──────── 本文 ────────

ドーパミンの新たな役割

 

このブログで紹介する心理学分野の論文では、「ドーパミン」はほとんど常連と言ってもいいぐらいに頻出する脳内ホルモンですね。

ドーパミンは、「快感」や「多幸感」、「意欲」などの役割を担いますし、どちらかというとポジティブなイメージです。

今日紹介する研究は、その一面だけではない、もっと複雑で深い役割をドーパミンが持っていることを示しています。

研究チームは、神経学的あるいは精神医学的な問題のない26名のボランティアを対象に、コンピュータベースの課題をしてもらいました。

参加者は、隠された数字が5より高いか低いかを予想するゲームに挑戦し、途中でゲームのルールが予期せず変更されるという設定を「仕掛けられ」ました。

この設定は、私たちが日常生活で遭遇する「予期せぬ状況の変化」をシミュレーションしたものです。

ルールが変更されたとき、脳の線条体という部分でドーパミンの放出が顕著に増加することが観察されました。

────────

## 次の課題
1. ドーパミンに関する本文によると、ルールが変更されたときにドーパミンの放出が増えたのは脳のどの部分ですか。
2. ドーパミンに関する本文と次の(a)～(c)が合っているかを判断し、それぞれ「はい」か「いいえ」で答えたうえで、決め手となる本文の言葉をそのまま引用しなさい。
(a) 参加者は、隠された数字が5より高いか低いかを予想した。
(b) ゲームのルールの変更は、参加者に前もって知らされていた。
(c) ルールが変更されたとき、ドーパミンの放出は減った。
3. ドーパミンに関する本文を、最後の文に続けて書き進めなさい。
これらの行はここでは使いません。

──────── 提示データ ────────

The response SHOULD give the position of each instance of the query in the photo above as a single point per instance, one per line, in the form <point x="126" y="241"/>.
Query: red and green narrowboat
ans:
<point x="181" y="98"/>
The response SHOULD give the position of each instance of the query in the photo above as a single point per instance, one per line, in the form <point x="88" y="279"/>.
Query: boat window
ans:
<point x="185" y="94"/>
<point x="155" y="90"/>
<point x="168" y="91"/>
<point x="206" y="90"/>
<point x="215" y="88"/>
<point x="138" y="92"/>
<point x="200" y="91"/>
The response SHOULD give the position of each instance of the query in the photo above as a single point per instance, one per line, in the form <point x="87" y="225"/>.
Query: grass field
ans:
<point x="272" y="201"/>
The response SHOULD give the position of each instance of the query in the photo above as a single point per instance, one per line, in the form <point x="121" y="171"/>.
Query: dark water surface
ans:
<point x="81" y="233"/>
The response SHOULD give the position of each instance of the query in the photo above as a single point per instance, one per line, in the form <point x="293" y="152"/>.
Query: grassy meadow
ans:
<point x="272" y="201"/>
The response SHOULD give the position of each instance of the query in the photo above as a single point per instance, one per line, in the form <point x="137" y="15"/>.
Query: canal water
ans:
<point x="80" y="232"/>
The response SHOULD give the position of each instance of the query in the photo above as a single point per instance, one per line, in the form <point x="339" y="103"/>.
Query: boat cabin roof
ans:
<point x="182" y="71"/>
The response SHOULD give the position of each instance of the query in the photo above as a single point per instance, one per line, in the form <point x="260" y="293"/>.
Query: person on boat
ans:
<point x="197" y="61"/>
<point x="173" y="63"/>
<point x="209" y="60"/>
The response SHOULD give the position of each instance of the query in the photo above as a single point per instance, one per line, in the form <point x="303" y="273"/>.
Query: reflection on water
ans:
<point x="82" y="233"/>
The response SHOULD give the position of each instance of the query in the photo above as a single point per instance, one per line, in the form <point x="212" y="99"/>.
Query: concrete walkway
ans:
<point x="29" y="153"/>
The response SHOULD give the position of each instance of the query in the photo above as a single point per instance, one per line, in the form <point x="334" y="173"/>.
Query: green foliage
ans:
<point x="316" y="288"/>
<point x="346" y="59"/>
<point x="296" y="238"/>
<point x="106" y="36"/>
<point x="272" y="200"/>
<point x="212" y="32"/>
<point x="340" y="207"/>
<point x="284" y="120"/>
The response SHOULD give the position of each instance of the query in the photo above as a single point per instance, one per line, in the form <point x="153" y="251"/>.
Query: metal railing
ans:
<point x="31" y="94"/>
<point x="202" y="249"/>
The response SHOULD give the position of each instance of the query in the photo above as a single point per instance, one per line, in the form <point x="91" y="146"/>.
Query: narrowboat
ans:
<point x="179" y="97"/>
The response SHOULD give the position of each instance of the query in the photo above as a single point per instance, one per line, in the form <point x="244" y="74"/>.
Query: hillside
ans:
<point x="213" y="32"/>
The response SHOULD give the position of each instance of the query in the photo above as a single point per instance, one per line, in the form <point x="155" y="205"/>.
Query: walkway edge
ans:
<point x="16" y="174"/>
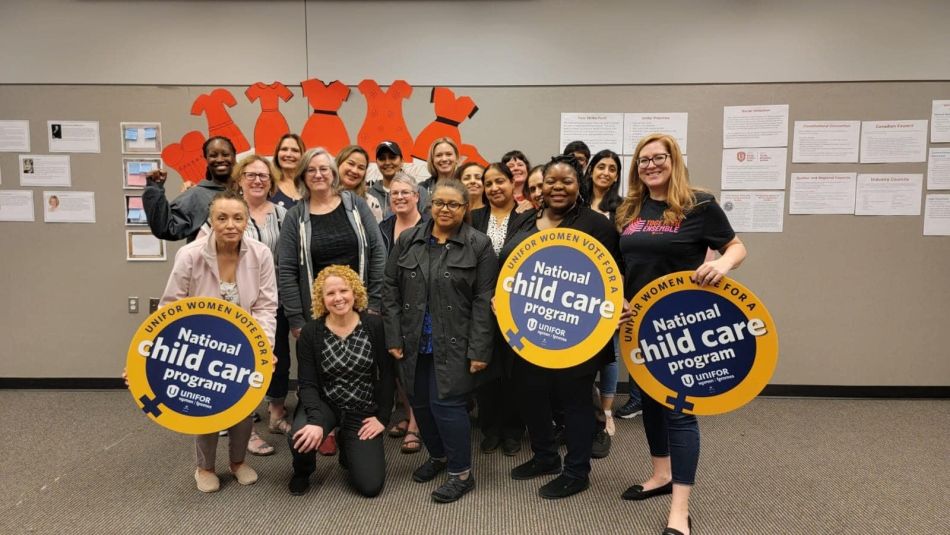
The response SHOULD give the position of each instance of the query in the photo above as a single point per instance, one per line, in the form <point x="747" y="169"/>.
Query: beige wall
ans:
<point x="472" y="42"/>
<point x="858" y="300"/>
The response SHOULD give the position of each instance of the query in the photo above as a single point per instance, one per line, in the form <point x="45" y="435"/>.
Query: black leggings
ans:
<point x="364" y="459"/>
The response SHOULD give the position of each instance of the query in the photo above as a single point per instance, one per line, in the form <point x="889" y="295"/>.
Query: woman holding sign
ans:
<point x="437" y="308"/>
<point x="224" y="264"/>
<point x="666" y="226"/>
<point x="571" y="386"/>
<point x="346" y="381"/>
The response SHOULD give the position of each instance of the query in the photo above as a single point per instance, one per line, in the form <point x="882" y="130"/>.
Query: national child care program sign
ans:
<point x="699" y="349"/>
<point x="199" y="365"/>
<point x="559" y="298"/>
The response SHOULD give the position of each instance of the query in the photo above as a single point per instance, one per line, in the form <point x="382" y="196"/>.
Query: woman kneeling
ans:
<point x="346" y="381"/>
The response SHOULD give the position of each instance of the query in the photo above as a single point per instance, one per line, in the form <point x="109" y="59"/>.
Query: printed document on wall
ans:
<point x="755" y="126"/>
<point x="638" y="125"/>
<point x="14" y="136"/>
<point x="754" y="211"/>
<point x="599" y="130"/>
<point x="42" y="170"/>
<point x="893" y="141"/>
<point x="822" y="193"/>
<point x="69" y="206"/>
<point x="937" y="215"/>
<point x="16" y="205"/>
<point x="892" y="194"/>
<point x="938" y="169"/>
<point x="754" y="168"/>
<point x="940" y="122"/>
<point x="826" y="141"/>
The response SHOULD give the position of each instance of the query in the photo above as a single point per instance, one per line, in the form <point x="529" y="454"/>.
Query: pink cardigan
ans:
<point x="196" y="274"/>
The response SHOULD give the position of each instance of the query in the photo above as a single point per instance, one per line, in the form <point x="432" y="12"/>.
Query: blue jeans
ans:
<point x="443" y="423"/>
<point x="675" y="435"/>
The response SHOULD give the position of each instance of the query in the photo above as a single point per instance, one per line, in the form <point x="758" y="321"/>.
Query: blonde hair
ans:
<point x="345" y="153"/>
<point x="238" y="173"/>
<point x="448" y="141"/>
<point x="300" y="180"/>
<point x="360" y="299"/>
<point x="680" y="196"/>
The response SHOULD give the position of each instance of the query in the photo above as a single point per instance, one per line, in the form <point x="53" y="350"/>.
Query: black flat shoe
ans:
<point x="563" y="486"/>
<point x="637" y="493"/>
<point x="670" y="531"/>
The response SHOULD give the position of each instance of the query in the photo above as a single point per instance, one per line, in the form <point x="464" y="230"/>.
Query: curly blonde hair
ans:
<point x="681" y="196"/>
<point x="350" y="277"/>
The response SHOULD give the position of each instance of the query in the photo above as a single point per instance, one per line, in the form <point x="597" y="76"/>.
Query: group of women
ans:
<point x="392" y="284"/>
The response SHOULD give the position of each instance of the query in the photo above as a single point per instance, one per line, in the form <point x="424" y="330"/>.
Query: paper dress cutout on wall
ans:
<point x="384" y="120"/>
<point x="215" y="106"/>
<point x="449" y="113"/>
<point x="470" y="154"/>
<point x="186" y="157"/>
<point x="271" y="124"/>
<point x="325" y="128"/>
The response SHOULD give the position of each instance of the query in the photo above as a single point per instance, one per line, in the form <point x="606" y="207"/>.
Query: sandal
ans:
<point x="399" y="430"/>
<point x="412" y="443"/>
<point x="279" y="426"/>
<point x="258" y="446"/>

────────

## 解答例
1. 線条体です。

2.
(a) はい。「隠された数字が5より高いか低いかを予想するゲームに挑戦し」
(b) いいえ。「途中でゲームのルールが予期せず変更される」
(c) いいえ。「ドーパミンの放出が顕著に増加することが観察されました」

3.
これは、ドーパミンが単に快楽や報酬に関連するだけでなく、新しい状況に適応するための戦略を見直すための重要なシグナルとして機能することを示しています。

新しいルールに迅速に適応できた人ほどドーパミンのレベルが高かったという事実から、ドーパミンがエラーから学び、決定を調整する能力と深く関連していることがわかりました。

しかし、ドーパミンの放出量が「ちょうどよい」ことが、タスクの遂行において最も効果的であることも明らかになりました。

過不足なく適度なドーパミン放出が、新しい情報に対する適応に最も有益であるという結果です。

 

私たちの日常は予測不可能な出来事で満ちています。

その変化の中で常に最適な解を求め、未知の状況に対応するために、私たちの脳は進化してきました。

ドーパミンのような快感や報酬に結びついている脳内化学物質が、羅針盤のような役割を担っているのは、とても興味深いことですし、考えてみれば、ある意味当然のことなのかも知れませんね。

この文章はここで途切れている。